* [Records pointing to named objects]

— BEGIN —

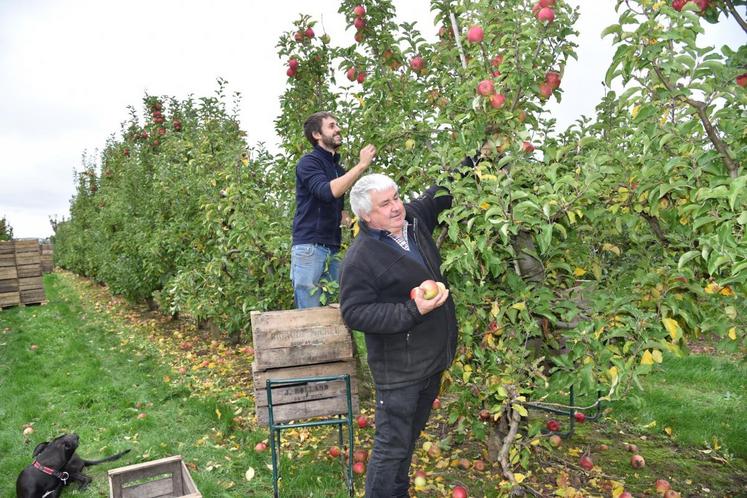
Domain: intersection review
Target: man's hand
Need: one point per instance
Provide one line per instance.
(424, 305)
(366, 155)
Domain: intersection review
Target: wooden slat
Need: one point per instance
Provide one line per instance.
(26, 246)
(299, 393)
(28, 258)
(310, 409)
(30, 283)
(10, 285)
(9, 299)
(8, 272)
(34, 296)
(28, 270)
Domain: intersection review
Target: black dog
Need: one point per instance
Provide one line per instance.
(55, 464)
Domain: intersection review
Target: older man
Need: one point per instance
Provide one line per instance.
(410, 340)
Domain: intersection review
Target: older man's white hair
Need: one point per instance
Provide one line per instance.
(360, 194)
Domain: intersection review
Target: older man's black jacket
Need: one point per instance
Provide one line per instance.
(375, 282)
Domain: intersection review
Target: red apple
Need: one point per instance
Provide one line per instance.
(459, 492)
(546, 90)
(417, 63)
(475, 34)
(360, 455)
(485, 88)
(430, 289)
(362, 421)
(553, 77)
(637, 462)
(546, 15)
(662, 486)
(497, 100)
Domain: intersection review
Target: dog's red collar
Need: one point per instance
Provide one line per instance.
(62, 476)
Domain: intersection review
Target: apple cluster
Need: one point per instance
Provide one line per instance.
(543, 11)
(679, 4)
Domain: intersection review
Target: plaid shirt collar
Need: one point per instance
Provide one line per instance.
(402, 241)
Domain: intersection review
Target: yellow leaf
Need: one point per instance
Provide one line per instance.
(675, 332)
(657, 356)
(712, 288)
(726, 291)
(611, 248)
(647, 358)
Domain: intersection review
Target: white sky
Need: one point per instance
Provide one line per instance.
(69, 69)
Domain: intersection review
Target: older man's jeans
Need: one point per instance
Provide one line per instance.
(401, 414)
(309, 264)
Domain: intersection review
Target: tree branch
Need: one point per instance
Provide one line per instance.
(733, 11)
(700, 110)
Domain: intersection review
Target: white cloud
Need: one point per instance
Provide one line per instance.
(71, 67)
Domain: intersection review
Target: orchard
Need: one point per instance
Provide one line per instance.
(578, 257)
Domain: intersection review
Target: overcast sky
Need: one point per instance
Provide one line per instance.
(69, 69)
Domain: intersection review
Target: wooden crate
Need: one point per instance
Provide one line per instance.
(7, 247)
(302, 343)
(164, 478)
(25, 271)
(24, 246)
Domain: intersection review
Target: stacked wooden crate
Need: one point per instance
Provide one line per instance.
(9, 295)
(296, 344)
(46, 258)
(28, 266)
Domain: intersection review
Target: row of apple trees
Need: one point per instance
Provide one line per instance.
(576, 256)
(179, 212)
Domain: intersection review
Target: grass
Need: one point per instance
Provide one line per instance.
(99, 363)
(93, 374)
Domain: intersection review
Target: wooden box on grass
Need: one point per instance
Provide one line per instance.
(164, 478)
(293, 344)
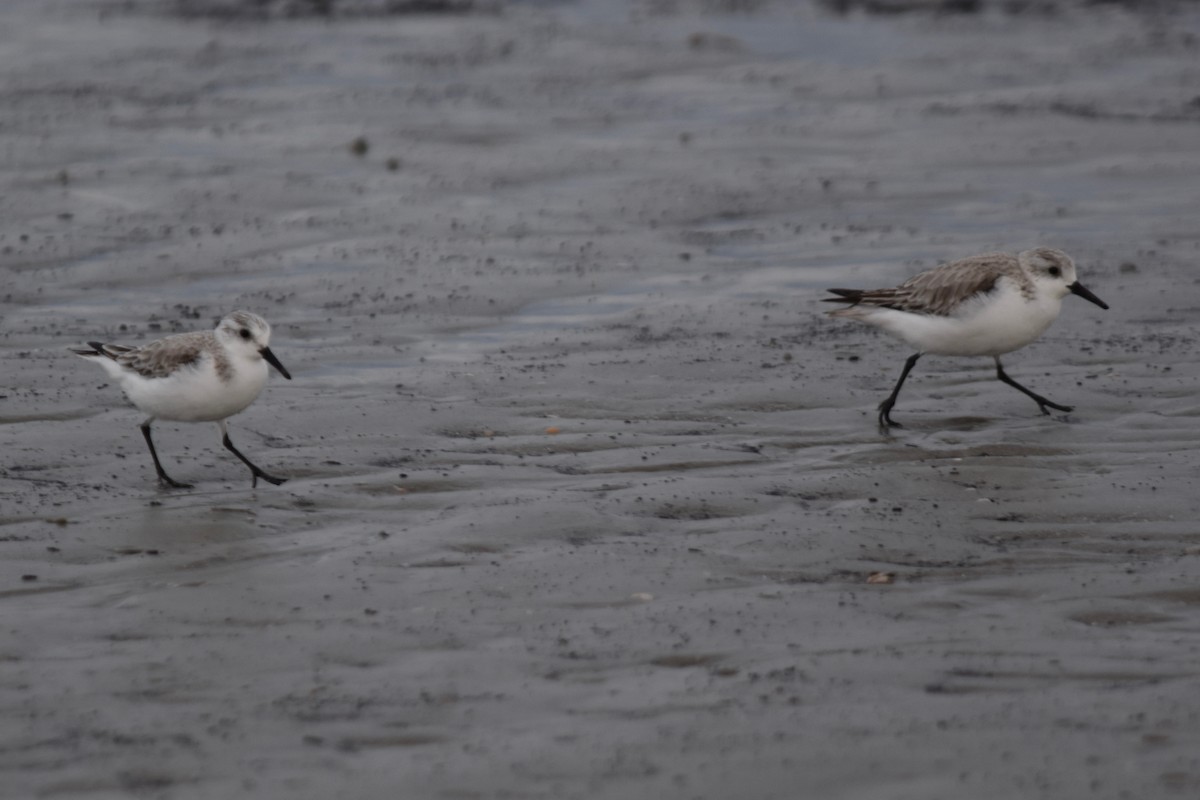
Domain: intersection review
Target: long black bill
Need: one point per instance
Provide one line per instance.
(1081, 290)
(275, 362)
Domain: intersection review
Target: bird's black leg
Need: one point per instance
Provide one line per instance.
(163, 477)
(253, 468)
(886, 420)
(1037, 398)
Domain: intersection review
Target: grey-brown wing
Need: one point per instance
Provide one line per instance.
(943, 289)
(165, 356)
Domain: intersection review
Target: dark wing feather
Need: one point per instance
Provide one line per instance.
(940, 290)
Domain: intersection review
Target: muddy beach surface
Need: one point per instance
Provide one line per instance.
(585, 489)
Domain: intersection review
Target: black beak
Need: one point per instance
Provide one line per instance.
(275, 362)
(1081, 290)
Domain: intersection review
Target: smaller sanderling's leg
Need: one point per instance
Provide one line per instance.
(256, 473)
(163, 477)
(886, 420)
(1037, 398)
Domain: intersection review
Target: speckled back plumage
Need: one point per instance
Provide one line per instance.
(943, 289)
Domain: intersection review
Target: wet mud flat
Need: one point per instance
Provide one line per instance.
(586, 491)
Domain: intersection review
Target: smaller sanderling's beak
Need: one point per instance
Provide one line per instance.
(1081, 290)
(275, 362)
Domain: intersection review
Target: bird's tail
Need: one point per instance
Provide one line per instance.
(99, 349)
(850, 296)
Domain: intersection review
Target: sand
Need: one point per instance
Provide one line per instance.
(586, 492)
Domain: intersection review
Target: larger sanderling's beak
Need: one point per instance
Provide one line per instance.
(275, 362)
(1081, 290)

— END —

* [STATED GOAL] Give the number of lines in the listing that contain the word "crate". Reply with the number alone.

* [RESPONSE TO THE TASK] 2